PASSAGE PROVIDED:
A number of new findings emerged thanks to this recent excavation campaign. Among the findings of the excavation, a tooth and five bone fragments were dug out from the upper paleolithic archeological strata and, thanks to a DNA mitochondrial analysis, were finally attributed to the species of Homo sapiens. With these new findings, it became essential to retrieve the exact timeline of the new fossils.

Two teams, professor Talamo's and Lukas Walker's (ETH, Zurich, Switzerland), analysed the human findings of the Bacho Kiro cave using an innovative approach to radiocarbon dating which allows for great precision. One of the six fossils under examination is more than 45,000 years old.

"Radiocarbon dating confirms that these fossils can be traced back to an early phase of the upper Palaeolithic and thus represent the earliest direct evidence of the presence of our species in Europe", says Professor Talamo. "These datings were made possible by a new approach to radiocarbon analysis, allowing our team to reach unprecedented levels of exactness. But there's more: Bacho Kiro's datings are part of the widest dataset from a single Palaeolithic site ever compiled by a research team".

"The animal bones found in Bacho Kiro show signs of human intervention and butchering", explains Hellen Fewlass, Professor Talamo's Ph.D. student and first author of the paper published on Nature Ecology & Evolution. "The data and the dating of human bones provide an accurate picture of the moment in which Homo sapiens started to occupy this cave, between 45.820 and 43.650 years ago, and maybe even 46.940 years ago". 

"In this way, Bacho Kiro provides the evidence of the first wave of Homo sapiens who came into contact with Neanderthals and brought new behaviours to Europe", adds Jean-Jacques Hublin, head of the Max Planck Institute for Evolutionary Anthropology (Germany) e first author of the paper published on Nature. "This "sapiens" wave came largely before the one which, 8,000 years later, caused Neanderthals in western Europe to become extinct".

A long co-existence

The period of co-existence between our species and the Neanderthal Man is therefore widened of 2,000 years by the proof that Homo sapiens actually arrived in Europe before 45,000 years ago. This long co-existence must have had an impact on the evolutionary paths of the two species, as some findings from the Bacho Kiro cave seem to suggest.

Besides the human findings, some ivory and bone artefacts from the upper Paleolithic surfaced during the excavation. Researchers linked these objects to other more recent Neanderthal artefacts found in other zones of Europe. 

"The ivory and bone artefacts we found in Bulgaria are remarkably similar to some other objects, discovered in the Grotte du Renne (France), that Neanderthals used to produce just before their extinction" confirms Sarah Talamo. "This similarity leads us to believe that these behaviours are the result of a close interaction between Neanderthals and the first groups of Homo sapiens in Europe" adds Jean-Jacques Hublin.

The authors of the study

The results of the latest excavation campaign of Bacho Kiro cave are collected in two papers: "Initial Upper Palaeolithic Homo sapiens from Bacho Kiro Cave, Bulgaria” was published on Nature and “A C chronology for the Middle-to-Upper Palaeolithic transition at Bacho Kiro Cave, Bulgaria” published on Nature Ecology & Evolution. A large team steered by the scientists of the Max Planck Institute for Evolutionary Anthropology in Germany coordinated the study.

Professor Sarah Talamo of the Department of Chemistry "Giacomo Ciamician" Sarah Talamo represented the University of Bologna. Professor Talamo is also Principal Investigator of the European research group RESOLUTION (ERC starting grant no. 803147). This project focuses on the development of a dataset for a high-resolution C-dating calibration so to obtain datings that can shed light on key-periods of pre-history in Europe.

Referring expression data:
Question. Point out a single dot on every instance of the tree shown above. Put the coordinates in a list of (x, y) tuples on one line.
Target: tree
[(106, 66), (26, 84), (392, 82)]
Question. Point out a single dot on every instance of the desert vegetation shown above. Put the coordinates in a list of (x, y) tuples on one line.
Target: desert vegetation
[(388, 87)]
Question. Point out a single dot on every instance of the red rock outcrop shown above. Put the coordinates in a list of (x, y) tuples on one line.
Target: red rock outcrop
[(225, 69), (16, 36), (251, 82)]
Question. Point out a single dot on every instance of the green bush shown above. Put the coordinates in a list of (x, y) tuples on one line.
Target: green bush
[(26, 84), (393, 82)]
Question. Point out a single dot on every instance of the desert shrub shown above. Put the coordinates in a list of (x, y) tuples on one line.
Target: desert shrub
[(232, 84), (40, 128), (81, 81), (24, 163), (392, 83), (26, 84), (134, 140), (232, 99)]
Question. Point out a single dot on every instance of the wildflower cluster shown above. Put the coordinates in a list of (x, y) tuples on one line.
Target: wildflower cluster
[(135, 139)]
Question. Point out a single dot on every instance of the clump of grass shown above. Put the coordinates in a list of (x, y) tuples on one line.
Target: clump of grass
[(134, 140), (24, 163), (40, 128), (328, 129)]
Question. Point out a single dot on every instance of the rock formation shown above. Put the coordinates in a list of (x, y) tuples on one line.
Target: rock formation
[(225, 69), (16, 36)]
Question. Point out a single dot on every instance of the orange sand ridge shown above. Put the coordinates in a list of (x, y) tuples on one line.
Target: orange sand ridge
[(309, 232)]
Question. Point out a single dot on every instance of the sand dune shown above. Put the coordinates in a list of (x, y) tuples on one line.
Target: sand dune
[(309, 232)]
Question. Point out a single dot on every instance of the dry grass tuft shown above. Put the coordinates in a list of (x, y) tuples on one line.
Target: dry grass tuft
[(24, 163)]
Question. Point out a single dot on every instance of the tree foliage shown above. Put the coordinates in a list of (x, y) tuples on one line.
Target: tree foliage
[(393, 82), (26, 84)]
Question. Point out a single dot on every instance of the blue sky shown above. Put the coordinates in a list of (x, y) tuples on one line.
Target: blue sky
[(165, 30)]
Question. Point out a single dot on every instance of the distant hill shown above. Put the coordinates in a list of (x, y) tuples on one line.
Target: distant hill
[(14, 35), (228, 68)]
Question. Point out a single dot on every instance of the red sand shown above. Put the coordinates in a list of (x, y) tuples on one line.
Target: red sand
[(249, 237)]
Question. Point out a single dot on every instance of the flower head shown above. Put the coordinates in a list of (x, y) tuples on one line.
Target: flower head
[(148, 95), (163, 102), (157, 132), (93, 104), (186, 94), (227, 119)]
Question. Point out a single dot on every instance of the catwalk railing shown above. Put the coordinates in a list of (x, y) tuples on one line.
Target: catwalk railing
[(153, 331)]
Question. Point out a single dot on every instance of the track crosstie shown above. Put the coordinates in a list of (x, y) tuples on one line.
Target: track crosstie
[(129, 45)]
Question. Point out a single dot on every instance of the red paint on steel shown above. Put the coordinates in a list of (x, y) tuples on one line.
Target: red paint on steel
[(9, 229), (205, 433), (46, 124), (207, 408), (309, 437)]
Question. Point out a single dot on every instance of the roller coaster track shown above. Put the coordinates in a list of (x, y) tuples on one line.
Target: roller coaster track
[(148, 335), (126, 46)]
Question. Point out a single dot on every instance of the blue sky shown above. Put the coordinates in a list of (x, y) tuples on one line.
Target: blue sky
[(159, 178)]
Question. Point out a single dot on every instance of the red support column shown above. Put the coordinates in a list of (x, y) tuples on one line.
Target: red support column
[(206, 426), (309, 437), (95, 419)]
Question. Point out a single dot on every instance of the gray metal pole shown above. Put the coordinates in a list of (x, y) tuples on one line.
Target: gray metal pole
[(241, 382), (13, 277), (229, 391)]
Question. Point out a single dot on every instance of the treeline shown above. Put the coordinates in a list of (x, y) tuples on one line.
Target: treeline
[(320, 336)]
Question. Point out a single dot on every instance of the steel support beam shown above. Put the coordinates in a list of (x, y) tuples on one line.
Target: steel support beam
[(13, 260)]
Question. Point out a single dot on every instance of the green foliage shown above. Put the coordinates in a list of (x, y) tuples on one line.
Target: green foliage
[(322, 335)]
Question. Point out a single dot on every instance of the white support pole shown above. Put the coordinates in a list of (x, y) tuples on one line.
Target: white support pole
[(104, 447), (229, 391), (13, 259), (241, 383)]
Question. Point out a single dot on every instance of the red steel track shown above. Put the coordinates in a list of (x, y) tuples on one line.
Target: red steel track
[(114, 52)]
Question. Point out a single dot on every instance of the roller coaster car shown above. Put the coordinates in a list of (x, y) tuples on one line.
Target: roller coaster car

DESCRIPTION OF THE TASK:
Reproduce the passage on the Bacho Kiro cave findings starting with "The results of" and going on through "pre-history in Europe.", swapping "steered" for "led".

RESPONSE BELOW:
The results of the latest excavation campaign of Bacho Kiro cave are collected in two papers: "Initial Upper Palaeolithic Homo sapiens from Bacho Kiro Cave, Bulgaria” was published on Nature and “A C chronology for the Middle-to-Upper Palaeolithic transition at Bacho Kiro Cave, Bulgaria” published on Nature Ecology & Evolution. A large team led by the scientists of the Max Planck Institute for Evolutionary Anthropology in Germany coordinated the study.

Professor Sarah Talamo of the Department of Chemistry "Giacomo Ciamician" Sarah Talamo represented the University of Bologna. Professor Talamo is also Principal Investigator of the European research group RESOLUTION (ERC starting grant no. 803147). This project focuses on the development of a dataset for a high-resolution C-dating calibration so to obtain datings that can shed light on key-periods of pre-history in Europe.